[What the exercise asks] Copy out the entries from the line containing "Where in the photo above do you see the woman's short" through the last entry, including the requests, and shift every box coordinate in the answers up by 116.
━━━━━ Dataset entries ━━━━━
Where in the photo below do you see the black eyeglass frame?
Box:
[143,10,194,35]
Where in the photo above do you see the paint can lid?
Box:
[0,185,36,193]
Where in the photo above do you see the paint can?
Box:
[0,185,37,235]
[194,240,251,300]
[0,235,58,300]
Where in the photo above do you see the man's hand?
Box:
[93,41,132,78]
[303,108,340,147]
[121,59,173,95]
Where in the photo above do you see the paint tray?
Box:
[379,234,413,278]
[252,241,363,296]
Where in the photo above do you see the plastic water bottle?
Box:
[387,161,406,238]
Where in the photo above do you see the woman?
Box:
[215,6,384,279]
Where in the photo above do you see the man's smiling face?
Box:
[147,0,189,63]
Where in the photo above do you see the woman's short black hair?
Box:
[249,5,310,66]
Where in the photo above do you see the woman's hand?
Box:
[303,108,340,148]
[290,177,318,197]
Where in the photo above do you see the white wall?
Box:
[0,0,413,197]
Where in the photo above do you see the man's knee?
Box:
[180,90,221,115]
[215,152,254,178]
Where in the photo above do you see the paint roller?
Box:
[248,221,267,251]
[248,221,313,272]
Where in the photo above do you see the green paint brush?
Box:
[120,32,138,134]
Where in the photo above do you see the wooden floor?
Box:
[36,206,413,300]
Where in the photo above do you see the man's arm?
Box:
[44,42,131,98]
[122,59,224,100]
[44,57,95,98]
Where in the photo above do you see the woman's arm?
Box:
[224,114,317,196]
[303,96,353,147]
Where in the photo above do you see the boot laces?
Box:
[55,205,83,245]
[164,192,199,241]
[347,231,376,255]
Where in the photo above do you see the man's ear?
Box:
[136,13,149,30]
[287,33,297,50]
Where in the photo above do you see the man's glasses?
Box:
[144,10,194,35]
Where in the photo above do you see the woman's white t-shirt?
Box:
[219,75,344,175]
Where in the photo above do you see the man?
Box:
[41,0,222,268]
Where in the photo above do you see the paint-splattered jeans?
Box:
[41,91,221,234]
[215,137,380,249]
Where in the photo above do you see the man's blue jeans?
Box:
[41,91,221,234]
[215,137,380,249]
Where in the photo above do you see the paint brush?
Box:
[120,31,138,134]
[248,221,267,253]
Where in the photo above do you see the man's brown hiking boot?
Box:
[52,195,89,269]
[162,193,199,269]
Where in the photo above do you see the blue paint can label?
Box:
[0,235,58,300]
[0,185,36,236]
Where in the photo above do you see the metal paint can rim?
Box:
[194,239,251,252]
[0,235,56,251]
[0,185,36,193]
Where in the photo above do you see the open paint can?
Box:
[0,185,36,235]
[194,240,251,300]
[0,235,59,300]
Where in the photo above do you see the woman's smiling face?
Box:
━━━━━
[Correct answer]
Where in the photo above do you see the woman's short black hair?
Box:
[365,121,426,182]
Where in the photo above do you see the woman's hand?
Box:
[419,224,456,264]
[406,293,434,313]
Where in the photo above do you see the white wall?
Box:
[116,116,529,313]
Where in the photo above do you see the man's knee?
Box:
[296,206,337,231]
[331,268,370,294]
Where in the photo above do you see the paint roller?
Box:
[364,337,383,367]
[364,337,429,388]
Where in the photo above do you see the green paint brush?
Box:
[236,148,254,250]
Where in the photo above do you see the wooden floor?
Box:
[152,322,529,416]
Where in the photo above do you see the man's arm?
Box:
[160,158,247,214]
[238,175,340,216]
[160,173,211,214]
Where in the photo above do you see the woman's arm?
Box:
[340,230,433,312]
[419,212,469,263]
Where in the photo above do you see the boot laces?
Box:
[171,321,199,361]
[280,308,315,357]
[463,347,492,371]
Where in the photo above do you see the man's ear?
Box:
[252,129,265,146]
[403,149,413,166]
Where in the photo above do you see the man's glasses?
Box:
[260,126,310,151]
Where in the photo above do you see the woman's white t-shirt?
Box:
[335,191,460,291]
Where in the photo above do you see the man?
Box:
[157,116,338,384]
Where in the photo above do you see the paint-splattered jeans?
Box:
[157,207,337,350]
[331,253,496,365]
Where in the photo above do you see the man's blue jeans?
Box:
[157,207,337,350]
[331,253,496,365]
Where in the photo above do you see the paint brush?
Box:
[236,147,254,250]
[364,337,383,369]
Where in the photo above do you see the man's brown hiking boot?
Box:
[168,311,205,385]
[278,309,315,385]
Where in the photo above do you see the blue paint can label?
Box:
[116,351,174,416]
[116,301,152,352]
Where in the photo above do you see the metal paint can rim?
Box:
[310,355,367,368]
[116,351,172,367]
[116,301,152,309]
Where in the photo above do you see the open paint can?
Box:
[116,301,152,351]
[310,356,367,416]
[116,351,175,416]
Where in the photo above do you see the woman's smiling face?
Box:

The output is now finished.